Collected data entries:

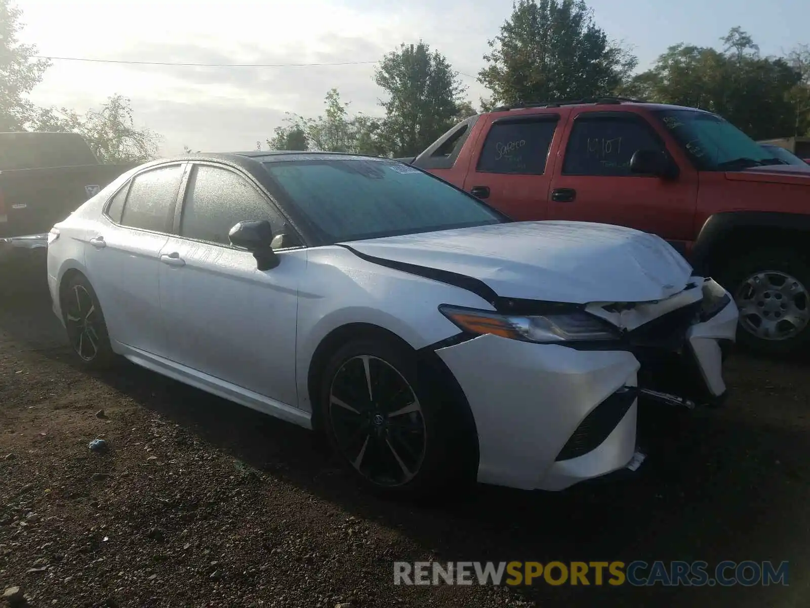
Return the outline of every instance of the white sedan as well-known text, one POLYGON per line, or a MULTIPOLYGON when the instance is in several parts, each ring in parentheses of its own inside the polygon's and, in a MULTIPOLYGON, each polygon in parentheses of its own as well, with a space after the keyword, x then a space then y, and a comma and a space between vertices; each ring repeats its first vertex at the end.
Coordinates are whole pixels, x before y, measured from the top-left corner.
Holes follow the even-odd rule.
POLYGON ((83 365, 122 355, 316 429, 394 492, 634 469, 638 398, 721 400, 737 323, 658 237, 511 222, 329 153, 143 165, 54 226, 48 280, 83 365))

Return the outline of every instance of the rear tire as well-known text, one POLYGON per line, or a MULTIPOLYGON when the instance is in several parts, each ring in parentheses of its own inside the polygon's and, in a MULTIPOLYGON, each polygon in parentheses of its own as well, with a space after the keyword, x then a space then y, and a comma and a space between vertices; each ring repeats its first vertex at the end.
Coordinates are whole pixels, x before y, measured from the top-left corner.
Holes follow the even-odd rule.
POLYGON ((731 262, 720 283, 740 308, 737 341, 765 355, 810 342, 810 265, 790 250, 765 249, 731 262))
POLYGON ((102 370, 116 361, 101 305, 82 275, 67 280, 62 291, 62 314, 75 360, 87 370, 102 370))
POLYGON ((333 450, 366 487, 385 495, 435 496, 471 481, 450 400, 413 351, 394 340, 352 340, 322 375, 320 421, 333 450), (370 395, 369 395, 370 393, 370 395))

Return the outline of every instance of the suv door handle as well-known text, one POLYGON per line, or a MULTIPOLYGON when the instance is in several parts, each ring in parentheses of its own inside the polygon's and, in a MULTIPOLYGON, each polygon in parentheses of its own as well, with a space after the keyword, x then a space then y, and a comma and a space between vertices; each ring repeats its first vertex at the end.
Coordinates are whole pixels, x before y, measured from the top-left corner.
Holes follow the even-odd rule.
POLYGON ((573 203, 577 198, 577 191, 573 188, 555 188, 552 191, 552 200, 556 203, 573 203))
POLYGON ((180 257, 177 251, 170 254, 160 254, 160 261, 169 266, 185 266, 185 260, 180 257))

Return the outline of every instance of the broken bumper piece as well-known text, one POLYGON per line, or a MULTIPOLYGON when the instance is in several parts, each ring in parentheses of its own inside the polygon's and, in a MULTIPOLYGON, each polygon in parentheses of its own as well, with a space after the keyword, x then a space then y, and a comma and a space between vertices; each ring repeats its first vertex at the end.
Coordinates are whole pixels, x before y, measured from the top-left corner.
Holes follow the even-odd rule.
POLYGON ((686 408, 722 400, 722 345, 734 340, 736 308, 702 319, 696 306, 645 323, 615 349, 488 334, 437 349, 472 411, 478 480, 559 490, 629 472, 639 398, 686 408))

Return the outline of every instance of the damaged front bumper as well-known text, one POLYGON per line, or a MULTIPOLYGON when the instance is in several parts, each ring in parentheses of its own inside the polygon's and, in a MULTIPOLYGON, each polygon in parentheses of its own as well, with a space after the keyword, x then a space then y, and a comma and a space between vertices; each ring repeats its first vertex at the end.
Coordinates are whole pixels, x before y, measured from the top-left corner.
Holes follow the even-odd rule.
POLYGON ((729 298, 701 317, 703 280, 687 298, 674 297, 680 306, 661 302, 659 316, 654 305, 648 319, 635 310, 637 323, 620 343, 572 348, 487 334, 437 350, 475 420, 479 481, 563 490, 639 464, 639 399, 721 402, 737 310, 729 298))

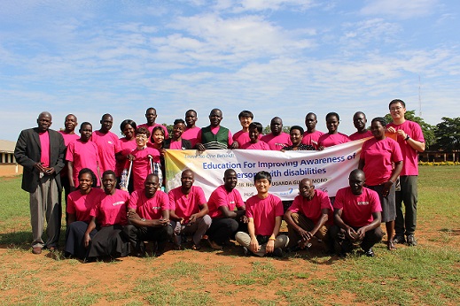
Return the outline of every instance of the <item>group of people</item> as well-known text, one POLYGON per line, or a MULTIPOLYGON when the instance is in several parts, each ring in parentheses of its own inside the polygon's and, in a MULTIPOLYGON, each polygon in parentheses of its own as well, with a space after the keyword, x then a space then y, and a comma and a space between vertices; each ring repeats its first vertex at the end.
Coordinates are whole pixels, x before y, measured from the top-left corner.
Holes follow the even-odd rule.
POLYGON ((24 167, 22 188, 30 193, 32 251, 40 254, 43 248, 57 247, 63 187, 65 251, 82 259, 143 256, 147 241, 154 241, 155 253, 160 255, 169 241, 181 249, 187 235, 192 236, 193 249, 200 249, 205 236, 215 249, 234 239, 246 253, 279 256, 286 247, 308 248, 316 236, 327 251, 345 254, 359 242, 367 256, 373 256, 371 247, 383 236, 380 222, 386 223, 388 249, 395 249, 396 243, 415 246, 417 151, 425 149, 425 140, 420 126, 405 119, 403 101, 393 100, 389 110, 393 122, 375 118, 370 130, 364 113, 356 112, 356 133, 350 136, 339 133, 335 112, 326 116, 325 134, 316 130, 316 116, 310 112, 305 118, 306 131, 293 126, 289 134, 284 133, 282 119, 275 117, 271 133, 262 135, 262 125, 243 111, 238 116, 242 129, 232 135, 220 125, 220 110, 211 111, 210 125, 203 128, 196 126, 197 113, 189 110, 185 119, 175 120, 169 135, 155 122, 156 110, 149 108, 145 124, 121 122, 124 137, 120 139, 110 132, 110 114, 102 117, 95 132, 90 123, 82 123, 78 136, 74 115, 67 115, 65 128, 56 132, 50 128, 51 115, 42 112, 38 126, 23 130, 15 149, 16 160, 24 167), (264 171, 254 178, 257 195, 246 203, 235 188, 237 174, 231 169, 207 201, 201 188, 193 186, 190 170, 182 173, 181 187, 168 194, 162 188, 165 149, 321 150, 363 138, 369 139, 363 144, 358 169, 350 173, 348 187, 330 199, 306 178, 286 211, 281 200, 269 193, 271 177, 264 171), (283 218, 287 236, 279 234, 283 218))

*The problem*:
Copy the rows verbatim, beginning at the very first row and stopping after the line that contains "POLYGON ((83 365, 122". Leave the pictures out of your output.

*Output for this task*:
Return the outline of every instance of the white sedan as well-known text, one POLYGON per line, or a MULTIPOLYGON when the instance is in several parts, each ring in parentheses of its own inside the polygon's and, in a MULTIPOLYGON, each polygon in parentheses of its own as well, with a space after the keyword, x then a space then y, and a comma and a space between vertices; each ring repeats its first vertex at the end.
Coordinates are whole pixels, x before y, measured from the top-left corner.
Holes follow the even-odd rule.
POLYGON ((83 365, 122 355, 316 429, 394 492, 634 469, 638 398, 721 400, 737 323, 658 237, 511 222, 329 153, 143 165, 54 226, 48 280, 83 365))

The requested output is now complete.